---- Text block

Naturally, then, the Blue Knights will forfeit the last two games of the season. School district officials will collectively punish the entire Lunenburg High School football team (and two other teams that would like to play football) for some completely unidentified knucklehead’s actions, reports the Boston Herald.

The two games had been postponed already. One of the now-canceled games is a much-anticipated Nov. 27 battle against hated rival St. Bernard’s Central Catholic just down the road in Fitchburg.

“That was a decision made by the superintendent and the school committee,” proclaimed Kerry Speidel, the town manager. “I feel it is the right decision.”

Local police and the FBI are investigating the incident, which first came to light on Friday when Phillips’s mother found the spray-painted graffiti.

It’s not clear what the graffiti said.

The boy’s mother is white. His father is half-black.

The father, Anthony Phillips, has criticize the school for failing to respond to allegations that his son had been hazed by other students. The elder Phillips supports the decision to cancel the rest of the season.

“It’s drastic, but sometimes drastic things have to happen,” he told the Herald.

--------

Exercise task:
Could you continue the article about the canceled Lunenburg High School football games, picking up right after its final sentence?

---- Provided records

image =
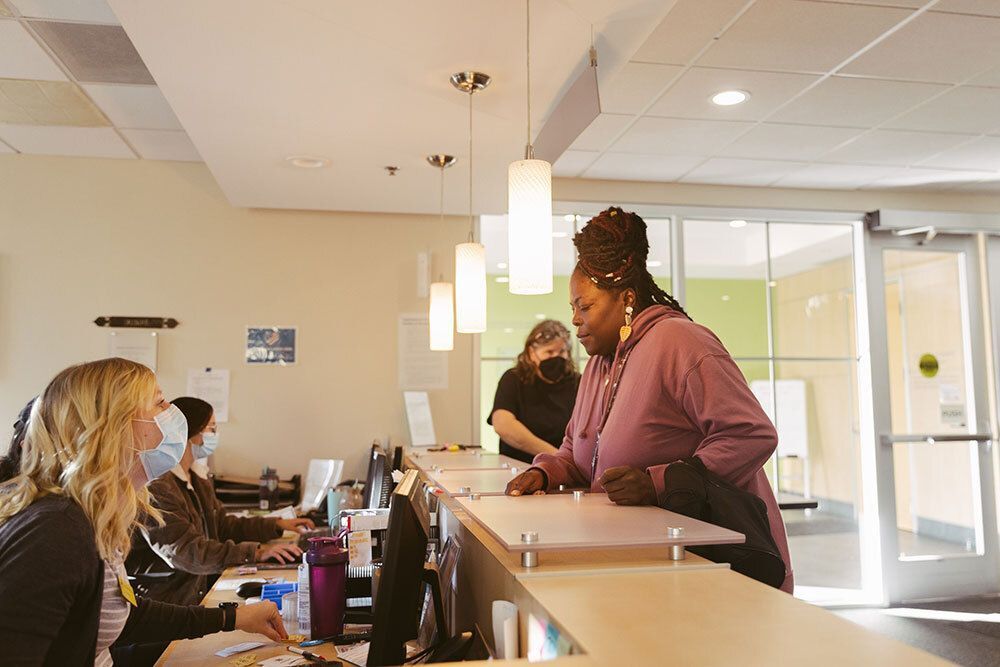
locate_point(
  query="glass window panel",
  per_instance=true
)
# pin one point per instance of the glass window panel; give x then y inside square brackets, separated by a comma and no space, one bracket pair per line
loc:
[812,290]
[726,290]
[936,492]
[819,457]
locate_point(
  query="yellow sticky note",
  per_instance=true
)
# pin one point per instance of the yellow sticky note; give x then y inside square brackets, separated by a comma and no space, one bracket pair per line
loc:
[126,589]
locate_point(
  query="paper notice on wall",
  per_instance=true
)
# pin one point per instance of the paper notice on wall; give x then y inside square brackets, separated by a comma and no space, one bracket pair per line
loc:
[419,419]
[212,386]
[419,368]
[953,414]
[359,548]
[135,346]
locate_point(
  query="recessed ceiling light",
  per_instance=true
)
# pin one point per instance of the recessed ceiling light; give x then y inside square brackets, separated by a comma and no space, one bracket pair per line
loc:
[308,161]
[728,98]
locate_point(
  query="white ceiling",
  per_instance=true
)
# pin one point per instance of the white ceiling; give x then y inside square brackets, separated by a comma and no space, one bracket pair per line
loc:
[845,94]
[128,121]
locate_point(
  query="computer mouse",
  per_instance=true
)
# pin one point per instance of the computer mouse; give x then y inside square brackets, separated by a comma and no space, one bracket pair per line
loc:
[250,589]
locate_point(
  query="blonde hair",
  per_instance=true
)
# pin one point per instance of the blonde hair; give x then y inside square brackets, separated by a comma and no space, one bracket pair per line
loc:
[79,444]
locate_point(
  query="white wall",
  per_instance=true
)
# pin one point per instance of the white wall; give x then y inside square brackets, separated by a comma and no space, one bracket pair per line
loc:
[80,238]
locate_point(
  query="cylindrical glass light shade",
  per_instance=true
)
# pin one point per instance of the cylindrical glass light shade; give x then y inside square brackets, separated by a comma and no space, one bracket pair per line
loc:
[470,287]
[529,224]
[442,318]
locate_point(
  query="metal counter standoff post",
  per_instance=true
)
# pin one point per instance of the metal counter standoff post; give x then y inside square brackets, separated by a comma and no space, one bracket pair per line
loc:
[676,550]
[529,558]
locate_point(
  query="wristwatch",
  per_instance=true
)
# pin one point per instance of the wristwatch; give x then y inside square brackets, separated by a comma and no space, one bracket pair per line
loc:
[228,615]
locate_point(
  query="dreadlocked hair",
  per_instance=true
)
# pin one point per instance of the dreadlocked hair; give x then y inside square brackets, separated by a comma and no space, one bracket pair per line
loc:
[612,251]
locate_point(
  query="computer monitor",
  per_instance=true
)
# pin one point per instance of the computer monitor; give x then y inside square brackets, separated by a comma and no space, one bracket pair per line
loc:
[378,485]
[400,593]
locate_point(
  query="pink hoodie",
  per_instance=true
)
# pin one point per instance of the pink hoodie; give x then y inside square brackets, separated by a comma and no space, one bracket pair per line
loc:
[681,394]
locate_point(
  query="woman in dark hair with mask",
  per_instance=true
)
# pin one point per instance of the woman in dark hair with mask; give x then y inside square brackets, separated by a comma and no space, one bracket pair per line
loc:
[534,400]
[658,388]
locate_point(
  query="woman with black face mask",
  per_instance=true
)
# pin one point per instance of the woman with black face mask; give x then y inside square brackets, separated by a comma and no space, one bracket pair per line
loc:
[535,399]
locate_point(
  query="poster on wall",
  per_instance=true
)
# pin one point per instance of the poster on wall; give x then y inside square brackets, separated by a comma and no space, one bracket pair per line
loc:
[419,368]
[212,386]
[138,346]
[271,345]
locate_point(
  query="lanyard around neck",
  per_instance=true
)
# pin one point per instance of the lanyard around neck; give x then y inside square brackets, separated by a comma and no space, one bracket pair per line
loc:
[616,378]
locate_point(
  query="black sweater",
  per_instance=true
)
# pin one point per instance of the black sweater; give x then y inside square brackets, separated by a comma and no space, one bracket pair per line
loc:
[51,583]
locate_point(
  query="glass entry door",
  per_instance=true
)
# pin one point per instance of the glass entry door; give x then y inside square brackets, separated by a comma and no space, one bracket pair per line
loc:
[937,513]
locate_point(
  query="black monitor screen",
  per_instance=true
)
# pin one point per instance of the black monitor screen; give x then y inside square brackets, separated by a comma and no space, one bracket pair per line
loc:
[378,485]
[399,597]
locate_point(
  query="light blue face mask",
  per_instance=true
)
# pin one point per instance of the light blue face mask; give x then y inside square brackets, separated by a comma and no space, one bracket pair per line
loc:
[161,459]
[209,441]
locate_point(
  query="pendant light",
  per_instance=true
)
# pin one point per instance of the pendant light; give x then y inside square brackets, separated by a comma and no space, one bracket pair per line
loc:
[442,307]
[470,257]
[529,215]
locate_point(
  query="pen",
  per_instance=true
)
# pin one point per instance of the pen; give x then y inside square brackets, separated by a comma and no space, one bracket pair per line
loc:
[306,654]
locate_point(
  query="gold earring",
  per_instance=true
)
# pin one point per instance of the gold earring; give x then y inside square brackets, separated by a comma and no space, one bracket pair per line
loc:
[626,330]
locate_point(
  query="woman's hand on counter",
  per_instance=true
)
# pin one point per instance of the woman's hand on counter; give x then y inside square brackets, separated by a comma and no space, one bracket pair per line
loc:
[296,525]
[628,486]
[528,482]
[279,551]
[261,619]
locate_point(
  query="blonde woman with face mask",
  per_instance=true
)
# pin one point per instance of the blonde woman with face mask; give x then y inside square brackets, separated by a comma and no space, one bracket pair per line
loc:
[96,436]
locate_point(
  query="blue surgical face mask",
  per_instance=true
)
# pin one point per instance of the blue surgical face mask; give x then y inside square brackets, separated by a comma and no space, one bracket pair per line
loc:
[162,458]
[209,441]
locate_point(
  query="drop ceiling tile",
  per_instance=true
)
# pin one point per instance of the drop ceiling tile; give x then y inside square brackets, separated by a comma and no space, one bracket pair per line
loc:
[690,97]
[772,141]
[22,58]
[162,145]
[966,109]
[687,28]
[833,176]
[601,132]
[631,167]
[87,11]
[929,179]
[892,147]
[980,7]
[134,107]
[571,163]
[636,86]
[852,102]
[674,136]
[94,53]
[76,141]
[24,102]
[946,48]
[796,36]
[731,171]
[982,153]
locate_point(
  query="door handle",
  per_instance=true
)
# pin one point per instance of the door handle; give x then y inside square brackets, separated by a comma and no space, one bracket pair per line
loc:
[932,439]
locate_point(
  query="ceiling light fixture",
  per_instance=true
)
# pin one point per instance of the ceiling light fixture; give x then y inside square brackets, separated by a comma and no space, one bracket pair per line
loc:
[529,203]
[441,313]
[307,161]
[728,98]
[470,257]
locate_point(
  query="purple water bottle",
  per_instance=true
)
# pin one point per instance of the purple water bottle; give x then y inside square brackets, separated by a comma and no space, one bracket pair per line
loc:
[327,586]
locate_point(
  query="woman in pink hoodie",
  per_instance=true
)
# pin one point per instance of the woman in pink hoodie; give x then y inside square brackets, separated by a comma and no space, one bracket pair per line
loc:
[658,387]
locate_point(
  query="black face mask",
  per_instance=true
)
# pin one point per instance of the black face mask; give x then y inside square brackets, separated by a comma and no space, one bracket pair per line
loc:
[553,369]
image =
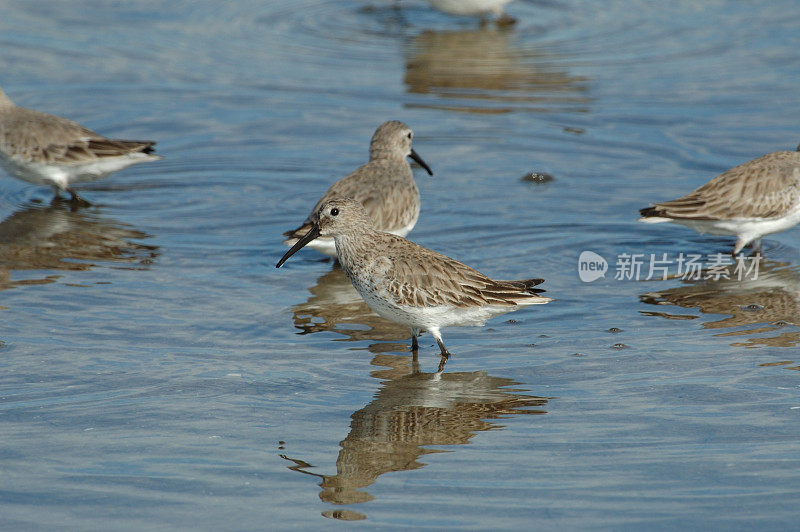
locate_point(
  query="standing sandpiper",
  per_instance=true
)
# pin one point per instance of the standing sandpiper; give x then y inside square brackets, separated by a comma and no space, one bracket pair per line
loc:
[385,186]
[409,284]
[49,150]
[757,198]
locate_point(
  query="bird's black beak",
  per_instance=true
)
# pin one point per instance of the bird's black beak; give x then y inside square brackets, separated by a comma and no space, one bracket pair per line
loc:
[420,162]
[308,237]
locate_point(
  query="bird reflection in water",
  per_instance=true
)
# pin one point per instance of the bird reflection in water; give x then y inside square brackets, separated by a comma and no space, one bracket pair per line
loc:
[487,71]
[60,237]
[756,308]
[411,411]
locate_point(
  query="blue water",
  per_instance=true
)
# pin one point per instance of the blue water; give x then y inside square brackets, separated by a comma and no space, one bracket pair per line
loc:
[157,371]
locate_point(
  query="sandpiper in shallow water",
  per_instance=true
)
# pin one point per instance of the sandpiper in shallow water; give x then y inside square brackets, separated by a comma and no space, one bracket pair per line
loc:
[409,284]
[49,150]
[757,198]
[385,186]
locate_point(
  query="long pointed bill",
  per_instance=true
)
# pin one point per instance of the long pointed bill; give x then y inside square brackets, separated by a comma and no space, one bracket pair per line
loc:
[311,235]
[420,162]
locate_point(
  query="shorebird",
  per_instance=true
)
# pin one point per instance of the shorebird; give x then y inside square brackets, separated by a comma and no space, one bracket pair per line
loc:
[480,8]
[757,198]
[385,186]
[49,150]
[409,284]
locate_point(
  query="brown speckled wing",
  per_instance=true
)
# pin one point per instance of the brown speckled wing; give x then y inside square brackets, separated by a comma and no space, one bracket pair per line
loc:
[421,277]
[766,187]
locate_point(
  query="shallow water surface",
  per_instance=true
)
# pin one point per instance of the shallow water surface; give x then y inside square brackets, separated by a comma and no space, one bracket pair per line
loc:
[158,372]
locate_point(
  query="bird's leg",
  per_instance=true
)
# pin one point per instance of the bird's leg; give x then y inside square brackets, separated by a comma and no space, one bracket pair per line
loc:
[414,363]
[443,351]
[414,343]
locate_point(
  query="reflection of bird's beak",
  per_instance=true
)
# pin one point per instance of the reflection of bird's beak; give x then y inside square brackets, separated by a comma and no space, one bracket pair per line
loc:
[308,237]
[420,162]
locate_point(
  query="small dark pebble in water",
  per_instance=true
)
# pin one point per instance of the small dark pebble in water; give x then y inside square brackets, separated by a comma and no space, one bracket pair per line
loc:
[344,515]
[537,177]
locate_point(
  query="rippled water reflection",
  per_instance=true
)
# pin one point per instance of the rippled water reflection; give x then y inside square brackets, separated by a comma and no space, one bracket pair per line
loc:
[757,306]
[60,237]
[155,365]
[411,411]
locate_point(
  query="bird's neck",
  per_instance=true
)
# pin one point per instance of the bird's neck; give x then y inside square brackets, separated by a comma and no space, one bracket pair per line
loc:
[382,153]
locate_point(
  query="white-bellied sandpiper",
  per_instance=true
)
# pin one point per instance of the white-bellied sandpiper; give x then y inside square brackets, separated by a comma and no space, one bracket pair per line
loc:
[49,150]
[409,284]
[756,198]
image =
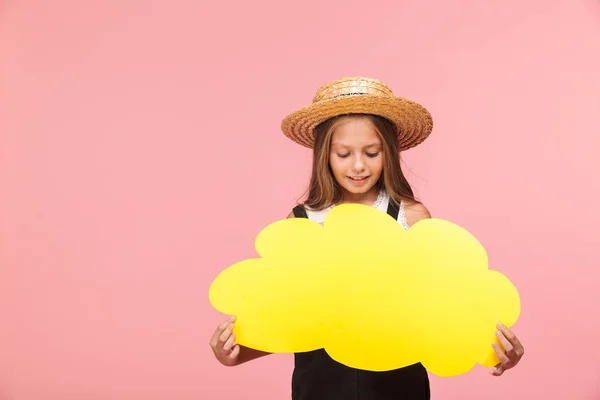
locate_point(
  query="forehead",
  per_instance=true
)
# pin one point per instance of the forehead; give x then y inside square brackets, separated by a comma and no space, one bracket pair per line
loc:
[355,132]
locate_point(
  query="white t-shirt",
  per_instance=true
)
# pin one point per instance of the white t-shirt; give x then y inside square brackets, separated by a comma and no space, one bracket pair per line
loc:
[381,203]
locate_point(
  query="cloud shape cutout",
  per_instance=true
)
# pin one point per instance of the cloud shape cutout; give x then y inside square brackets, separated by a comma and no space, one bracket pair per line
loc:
[374,296]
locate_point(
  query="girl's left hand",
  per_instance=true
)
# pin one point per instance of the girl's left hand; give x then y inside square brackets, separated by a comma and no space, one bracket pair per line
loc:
[513,350]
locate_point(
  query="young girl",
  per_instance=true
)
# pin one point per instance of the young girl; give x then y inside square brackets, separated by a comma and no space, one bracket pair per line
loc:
[357,128]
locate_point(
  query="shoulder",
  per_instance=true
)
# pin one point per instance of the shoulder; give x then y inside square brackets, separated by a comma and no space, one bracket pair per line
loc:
[414,212]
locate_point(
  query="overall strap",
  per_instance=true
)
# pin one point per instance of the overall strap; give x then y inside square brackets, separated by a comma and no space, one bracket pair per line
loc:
[393,210]
[299,212]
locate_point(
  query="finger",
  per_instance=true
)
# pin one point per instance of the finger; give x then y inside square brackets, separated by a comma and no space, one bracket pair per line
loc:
[235,352]
[497,370]
[509,349]
[513,339]
[225,335]
[509,335]
[501,356]
[229,343]
[217,333]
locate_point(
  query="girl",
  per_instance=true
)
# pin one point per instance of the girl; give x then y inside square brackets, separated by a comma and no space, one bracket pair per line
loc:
[356,128]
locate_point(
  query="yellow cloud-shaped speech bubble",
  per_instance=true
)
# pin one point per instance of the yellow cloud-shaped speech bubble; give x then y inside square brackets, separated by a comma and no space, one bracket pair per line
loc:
[374,296]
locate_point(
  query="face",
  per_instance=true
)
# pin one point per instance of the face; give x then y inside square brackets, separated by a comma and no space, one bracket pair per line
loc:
[356,158]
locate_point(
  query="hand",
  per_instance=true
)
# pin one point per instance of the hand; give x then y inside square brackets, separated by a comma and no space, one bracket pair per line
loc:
[223,344]
[513,350]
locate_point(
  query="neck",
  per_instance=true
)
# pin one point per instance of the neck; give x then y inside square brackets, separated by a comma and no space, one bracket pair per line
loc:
[367,198]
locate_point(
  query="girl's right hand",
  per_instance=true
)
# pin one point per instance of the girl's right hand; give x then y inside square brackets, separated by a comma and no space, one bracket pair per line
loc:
[223,344]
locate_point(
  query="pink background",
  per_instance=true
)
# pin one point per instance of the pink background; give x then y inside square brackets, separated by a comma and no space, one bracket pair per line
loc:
[140,154]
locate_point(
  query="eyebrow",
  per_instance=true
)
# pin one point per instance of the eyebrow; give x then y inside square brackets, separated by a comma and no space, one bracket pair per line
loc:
[375,144]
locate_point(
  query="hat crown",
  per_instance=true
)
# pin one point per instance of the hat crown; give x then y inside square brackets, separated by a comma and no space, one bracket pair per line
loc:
[352,87]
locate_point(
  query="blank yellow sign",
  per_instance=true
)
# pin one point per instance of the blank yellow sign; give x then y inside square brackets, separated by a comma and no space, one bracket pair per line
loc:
[375,296]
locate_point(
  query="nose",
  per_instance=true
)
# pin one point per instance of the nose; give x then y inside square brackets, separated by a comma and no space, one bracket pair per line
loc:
[359,164]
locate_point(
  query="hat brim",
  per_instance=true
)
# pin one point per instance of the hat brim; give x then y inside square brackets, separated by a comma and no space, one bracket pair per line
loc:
[413,122]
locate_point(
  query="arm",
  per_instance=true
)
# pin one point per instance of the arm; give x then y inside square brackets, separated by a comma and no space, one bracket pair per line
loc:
[415,212]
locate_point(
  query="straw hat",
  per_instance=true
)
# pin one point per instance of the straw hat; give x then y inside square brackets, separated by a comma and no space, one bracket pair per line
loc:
[359,96]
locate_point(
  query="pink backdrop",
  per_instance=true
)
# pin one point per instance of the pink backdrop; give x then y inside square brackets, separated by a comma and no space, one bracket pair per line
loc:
[140,154]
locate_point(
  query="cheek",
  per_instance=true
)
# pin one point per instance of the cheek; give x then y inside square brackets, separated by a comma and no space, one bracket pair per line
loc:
[377,165]
[337,165]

--------

Written response:
At a long, passion-filled Wednesday school board meeting attended by over 100 current and former students, others agreed that the football season should be canceled.

“I just can’t get over the mentality that you would think that a game should be played after something like this occurred,” said one unidentified attendee, according to Boston Fox affiliate WFXT.

Other people argued that it’s not fair to penalize an entire football team — and all the students and fans rooting for that football team — because one person who may or may not have something to do with the football team did something wrong.

The school board has not called off school itself despite the racist graffiti. The eighth-grader has stayed home from school all week. It’s not clear if he is going to return.